═════ PAGE

Ladies and gentlemen,
Polls are now closed. There were 15 responses, 1 void result 'cos it didn't
have a name. This is the summary of the results:
Q1. 13-1 in favour of beautfiying. Given this overwhelming response, we
will look to running the beautifier regularly. Using the git hook and/or
daily cronjob, whatever is easiest to implement that works.
Q2. 8-3 in favour format (1), 3 don't care.
Q3. 6 people voted for the google style, a scattering for other formats.
The only problem is the astyle version we are using is rather old and
doesn't have this option! We have to set the aside until we update to
astyle. The current format is K&R, which is similar.
Detailed results are here:
https://www.surveymonkey.com/results/SM-3H2PH37D/
Thank you all for voting. Fun over, get back to work
Hieu Hoang
Researcher
New York University, Abu Dhabi
http://www.hoang.co.uk/hieu
On 27 May 2015 at 18:58, Hieu Hoang <hieuhoang@gmail.com> wrote:
> seems like referendums are all the rage at the moment so we're gonna
> have 1 to decide coding style.
> https://www.surveymonkey.com/s/BN38LBQ
> If you work with the Moses code, please vote. This will give us a clear
> mandate for future development.

══════════

=== SHORT EXERCISE A ===
Put each line from the start of the rows below through the line containing "[113,170,168,227]" into a JSON list of strings, both ends included and blank lines omitted. Leave out the pictures.

═════ EXCERPTED RECORDS

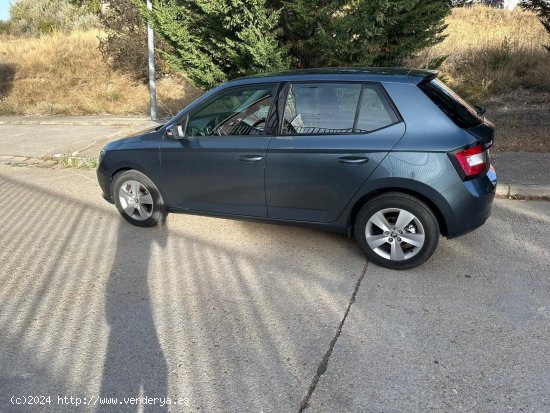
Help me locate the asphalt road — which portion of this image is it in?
[0,125,122,157]
[0,164,550,412]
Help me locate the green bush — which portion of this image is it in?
[10,0,99,35]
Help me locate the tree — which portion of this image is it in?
[272,0,450,68]
[520,0,550,52]
[139,0,287,88]
[140,0,450,87]
[69,0,101,14]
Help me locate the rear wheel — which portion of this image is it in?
[354,192,439,270]
[113,170,168,227]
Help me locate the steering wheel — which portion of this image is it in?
[249,119,265,135]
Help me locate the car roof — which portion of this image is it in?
[229,67,438,85]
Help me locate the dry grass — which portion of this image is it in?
[0,31,201,115]
[411,6,550,152]
[412,6,550,103]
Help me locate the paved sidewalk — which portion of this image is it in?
[491,152,550,197]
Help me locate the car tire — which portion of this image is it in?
[354,192,439,270]
[112,169,168,227]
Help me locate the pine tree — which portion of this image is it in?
[139,0,287,88]
[520,0,550,52]
[271,0,450,67]
[139,0,450,88]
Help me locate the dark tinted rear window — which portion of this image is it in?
[419,79,483,128]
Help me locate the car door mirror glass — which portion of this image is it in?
[166,116,188,139]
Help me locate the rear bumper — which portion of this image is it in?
[442,168,497,238]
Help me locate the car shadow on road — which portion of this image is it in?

══════════

=== SHORT EXERCISE B ===
According to the email on the coding-style poll, what format does the code currently use?

=== COMPLETE ANSWER A ===
[
  "Help me locate the asphalt road — which portion of this image is it in?",
  "[0,125,122,157]",
  "[0,164,550,412]",
  "Help me locate the green bush — which portion of this image is it in?",
  "[10,0,99,35]",
  "Help me locate the tree — which portion of this image is it in?",
  "[272,0,450,68]",
  "[520,0,550,52]",
  "[139,0,287,88]",
  "[140,0,450,87]",
  "[69,0,101,14]",
  "Help me locate the rear wheel — which portion of this image is it in?",
  "[354,192,439,270]",
  "[113,170,168,227]"
]

=== COMPLETE ANSWER B ===
K&R